### Exercise text:
--------------------

WNT1-inducible-signaling pathway protein 3 (WISP3, also named CCN6) is a matricellular protein that in humans is encoded by the WISP3 gene.

Structure 

It is a member of the CCN family (CCN intercellular signaling protein) of secreted, extracellular matrix (ECM)-associated signaling matricellular proteins. The CCN acronym is derived from the first three members of the family identified, namely CYR61 (cysteine-rich angiogenic inducer 61, or CCN1), CTGF (connective tissue growth factor, or CCN2), and NOV (nephroblastoma overexpressed, or CCN3). These proteins, together with WISP1 (CCN4), and WISP2 (CCN5) comprise the six-member CCN family in vertebrates. CCN proteins characteristically contain an N-terminal secretory signal peptide followed by four structurally distinct domains with homologies to insulin-like growth factor binding protein (IGFBP), von Willebrand type C repeats (vWC), thrombospondin type 1 repeat (TSR), and a cysteine knot motif within the C-terminal (CT) domain.

Function 

The CCN family of proteins regulates diverse cellular functions, including cell adhesion, migration, proliferation, survival, and differentiation.

--------------------

### Collected data:
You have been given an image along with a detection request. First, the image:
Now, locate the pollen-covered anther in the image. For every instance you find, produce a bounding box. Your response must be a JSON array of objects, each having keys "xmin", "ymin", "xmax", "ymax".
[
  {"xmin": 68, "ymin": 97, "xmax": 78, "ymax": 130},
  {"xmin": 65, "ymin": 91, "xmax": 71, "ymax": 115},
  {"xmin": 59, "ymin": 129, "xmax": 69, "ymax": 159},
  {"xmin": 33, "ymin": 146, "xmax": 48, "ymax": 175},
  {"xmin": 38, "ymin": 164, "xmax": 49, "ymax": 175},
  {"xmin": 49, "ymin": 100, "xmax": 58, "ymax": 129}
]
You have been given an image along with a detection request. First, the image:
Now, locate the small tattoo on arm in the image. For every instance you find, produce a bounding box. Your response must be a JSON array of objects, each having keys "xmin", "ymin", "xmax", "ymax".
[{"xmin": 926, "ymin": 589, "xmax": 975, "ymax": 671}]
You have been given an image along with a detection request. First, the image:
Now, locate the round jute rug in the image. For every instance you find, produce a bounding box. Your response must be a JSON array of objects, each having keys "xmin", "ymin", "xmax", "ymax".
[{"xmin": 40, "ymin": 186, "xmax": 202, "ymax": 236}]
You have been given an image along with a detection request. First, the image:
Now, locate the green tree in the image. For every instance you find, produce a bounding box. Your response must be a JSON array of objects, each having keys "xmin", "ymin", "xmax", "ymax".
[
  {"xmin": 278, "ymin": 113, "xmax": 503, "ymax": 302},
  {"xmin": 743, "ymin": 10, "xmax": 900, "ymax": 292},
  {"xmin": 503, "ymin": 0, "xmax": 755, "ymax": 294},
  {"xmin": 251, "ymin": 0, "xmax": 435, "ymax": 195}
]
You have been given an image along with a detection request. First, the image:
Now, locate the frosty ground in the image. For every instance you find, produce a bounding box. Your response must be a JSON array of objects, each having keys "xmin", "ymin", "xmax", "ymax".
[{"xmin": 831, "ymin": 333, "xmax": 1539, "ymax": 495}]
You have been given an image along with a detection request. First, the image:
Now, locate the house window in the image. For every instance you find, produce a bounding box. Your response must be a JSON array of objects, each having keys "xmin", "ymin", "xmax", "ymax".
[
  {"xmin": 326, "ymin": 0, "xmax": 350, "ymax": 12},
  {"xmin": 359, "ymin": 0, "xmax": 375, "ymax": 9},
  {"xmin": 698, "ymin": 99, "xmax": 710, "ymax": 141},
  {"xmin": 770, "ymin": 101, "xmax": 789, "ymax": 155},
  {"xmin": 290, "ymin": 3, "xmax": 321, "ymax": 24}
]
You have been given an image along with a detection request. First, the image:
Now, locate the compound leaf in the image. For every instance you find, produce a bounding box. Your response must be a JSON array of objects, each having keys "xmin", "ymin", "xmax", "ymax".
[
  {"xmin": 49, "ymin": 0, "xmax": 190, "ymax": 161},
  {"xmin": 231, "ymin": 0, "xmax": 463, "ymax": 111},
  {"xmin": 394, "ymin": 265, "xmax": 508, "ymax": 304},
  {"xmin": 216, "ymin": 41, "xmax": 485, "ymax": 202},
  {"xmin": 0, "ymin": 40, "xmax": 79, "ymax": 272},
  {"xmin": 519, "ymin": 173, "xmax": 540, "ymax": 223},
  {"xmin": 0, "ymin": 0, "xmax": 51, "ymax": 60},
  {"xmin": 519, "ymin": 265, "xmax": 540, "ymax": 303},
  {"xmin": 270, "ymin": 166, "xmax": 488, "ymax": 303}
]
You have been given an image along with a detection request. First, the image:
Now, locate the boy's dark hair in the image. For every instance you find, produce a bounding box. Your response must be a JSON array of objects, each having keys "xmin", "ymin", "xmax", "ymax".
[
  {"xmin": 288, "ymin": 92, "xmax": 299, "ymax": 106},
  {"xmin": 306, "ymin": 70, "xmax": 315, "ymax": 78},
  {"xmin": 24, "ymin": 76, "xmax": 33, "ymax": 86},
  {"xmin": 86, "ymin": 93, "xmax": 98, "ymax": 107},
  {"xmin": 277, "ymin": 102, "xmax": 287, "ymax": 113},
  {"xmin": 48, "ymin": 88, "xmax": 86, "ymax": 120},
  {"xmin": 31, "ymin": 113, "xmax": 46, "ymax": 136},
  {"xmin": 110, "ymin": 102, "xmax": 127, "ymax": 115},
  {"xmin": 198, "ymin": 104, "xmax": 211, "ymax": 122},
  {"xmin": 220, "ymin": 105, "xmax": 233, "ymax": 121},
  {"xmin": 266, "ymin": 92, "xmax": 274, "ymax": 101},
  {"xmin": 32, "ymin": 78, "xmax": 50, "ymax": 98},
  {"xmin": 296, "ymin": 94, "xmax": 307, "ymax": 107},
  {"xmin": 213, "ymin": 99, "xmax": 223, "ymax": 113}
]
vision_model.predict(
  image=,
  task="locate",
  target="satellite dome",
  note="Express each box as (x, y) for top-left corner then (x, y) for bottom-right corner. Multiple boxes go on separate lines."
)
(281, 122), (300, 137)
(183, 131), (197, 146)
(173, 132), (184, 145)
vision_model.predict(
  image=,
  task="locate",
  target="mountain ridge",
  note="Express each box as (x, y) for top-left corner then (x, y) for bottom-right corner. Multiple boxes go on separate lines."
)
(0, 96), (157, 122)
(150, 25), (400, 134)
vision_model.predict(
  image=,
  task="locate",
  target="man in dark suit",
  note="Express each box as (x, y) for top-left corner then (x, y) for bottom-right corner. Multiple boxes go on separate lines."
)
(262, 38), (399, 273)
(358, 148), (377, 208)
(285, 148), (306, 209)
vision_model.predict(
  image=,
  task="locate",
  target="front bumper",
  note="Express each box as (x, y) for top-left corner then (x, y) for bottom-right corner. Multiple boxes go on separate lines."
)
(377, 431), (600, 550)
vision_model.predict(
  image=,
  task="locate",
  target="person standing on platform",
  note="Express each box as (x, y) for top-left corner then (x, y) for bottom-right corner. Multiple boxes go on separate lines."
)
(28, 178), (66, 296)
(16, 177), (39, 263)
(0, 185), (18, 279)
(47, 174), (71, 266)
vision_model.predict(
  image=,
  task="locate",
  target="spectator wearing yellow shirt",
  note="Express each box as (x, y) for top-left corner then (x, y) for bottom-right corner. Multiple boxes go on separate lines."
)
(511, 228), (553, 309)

--------------------

### Problem statement:
Answer these questions from the WISP3 text:
(a) What other name does WISP3 have?
(b) How many members make up the CCN family in vertebrates?
(c) Which cellular functions does the CCN family of proteins regulate?

### Solution:
(a) CCN6
(b) Six
(c) Cell adhesion, migration, proliferation, survival, and differentiation